§ **Extract provided**
=-=-=-=-=

2.7. Agarose Gel Electrophoresis

A 4% agarose gel was prepared with Tris-borate-EDTA (TBE) buffer (Promega-Cat No.: V4251, Madison, WI, USA) and GelRed (Cambridge Bioscience-Cat No.: BT41003, Cambridge, UK) (1:10,000) added to visualize the ssDNA. After making the gel, 5 μL of DNA sample was loaded with gel loading dye (1:6) and electrophoresis was performed at 100 V for 40 min in TBE buffer. The bands were observed under UV light and images of the gels captured.

2.8. Experimental Design and SELEX Procedure

The ssDNA library pool was prepared by adding 50 μL of 100 μM (5 nmol) DNA libraries to 500 μL of PBS, mixed and heated at 95 °C for 5 min. The resulting mixture was snap-cooled on ice and kept on ice until ready to use later the same day.
The aptamer library and the target molecules (bacteria and PBP2A) were incubated in 1 mL PBS for 30 min at 37 °C on a rotary shaker. After incubation, unbound aptamer was removed by washing three times in PBS and centrifuged at 13,000× g for 1 min at 4 °C. Then we discarded the supernatants. The pellet mixture was mixed in DNase-free water and heated at 95 °C for 10 min, centrifuged at 13,000× g for 5 min, and supernatant containing eluted DNA was collected for PCR amplification.
MRSA-aptamer:
The SELEX procedure was carried out independently against MRSA (ATCC252), MSSA (ATCC 25923), PAO1-Pseudomonas aeruginosa, Kebsiella pneumoniae (ATCC BAA1706), E. coli (ATCC 25922), and alveolar epithelial cell line (A549) for five rounds without counter selection. These ssDNA aptamers were sequenced using an Ion Torrent sequencing method. We attempted to eliminate non-specific aptamers at the sequence level; the sequenced data were carefully analysed and common sequences shared with the other bacteria were eliminated.
PBP2A-aptamer:
SELEX was carried out against PBP2A protein (0.1 mg/mL) coated Ni-NTA Agarose beads (Qiagen-Cat No.: 30210, Hilden, Germany) and 15 SELEX rounds were carried out before Ion Torrent sequencing with counter selection against BSA and FBS.

2.9. Preparation of ssDNA from PCR Products

Next, 200 μL of Streptavidin Sepharose beads (GE Healthcare Life Sciences-Cat No.: 17-5113-01, Buckinghamshire; UK) were mixed with 1 mL of PCR products in a 1.5 mL Eppendorf tube and incubated for 5 min at room temperature on a rotary shaker and washed three times with water. Single stranded aptamers (non-biotinylated strand) were separated from the immobilized complementary strand with a 5 min incubation of 50 μL of fresh 200 mM NaOH. Supernatant was taken after centrifugation at 13,000× g for 1 min (ssDNA aptamer). The supernatant was diluted into 1 mL of PBS-T, containing 10 μL of 200 mM monobasic phosphate buffer to adjust the pH to 7.5. Finally, the material was heated to 95 °C for 10 min then immediately placed at 4 °C until the next round of SELEX.

=-=-=-=-=

§ **Task requirements**
Continue the methods text on aptamer selection above, starting after its last sentence about storing the heated material at 4 °C until the next SELEX round.

=-=-=-=-=

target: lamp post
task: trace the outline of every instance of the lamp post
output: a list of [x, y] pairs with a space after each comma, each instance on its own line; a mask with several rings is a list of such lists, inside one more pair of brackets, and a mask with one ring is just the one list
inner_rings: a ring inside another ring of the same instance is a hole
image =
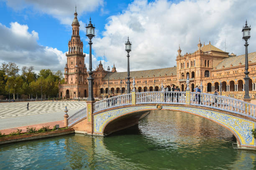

=-=-=-=-=

§ **Response box**
2.10. Ion Torrent Sequencing and Data Analysis

Seven aptamer DNA samples were sequenced at The Institute of Genetics and Molecular Medicine, Western General Hospital, Edinburgh, UK. The sequenced data was analysed using TextWrangler, a text editor software, which generated two probable aptamer probes called PBP2A specific and MRSA specific. The hairpin structures of MRSA and PBP2A aptamer probes were determined using the website at Integrated DNA Technologies (IDT), the OligoAnalyzer 3.1. To evaluate the binding efficacy of the aptamer probes, they were re-synthesised with 5′ FITC modification by SIGMA-ALDRICH, UK.

2.11. Evaluation of PBP2A-Aptamer Probe Binding In Vitro; Ni-NTA Beads Assay

Ni-NTA agarose beads were incubated with 100 μg/mL of PBP2A, BSA, FBS, and trypsin separately at room temperature for 1 h on a rotary shaker, and the unbound proteins were washed. These protein coated beads were used as target substrates for the FITC labelled PBP2A-aptamer probe to evaluate the efficacy of binding by using plate reader, confocal microscopy, and fibre-based confocal microendoscopy (FCM-Cellvizio) after incubation for 30 min at 37 °C. Before analysis, the beads were washed three times with PBS in order to remove excess aptamer probes. For the plate reader analysis, 100 μL of labelled beads were loaded into 96-well plates (three wells) and fluorescence-measured at 488/520 nm. The beads were also visualised with live confocal microscopy (Zeiss LSM510meta) and FCM-Cellvizio).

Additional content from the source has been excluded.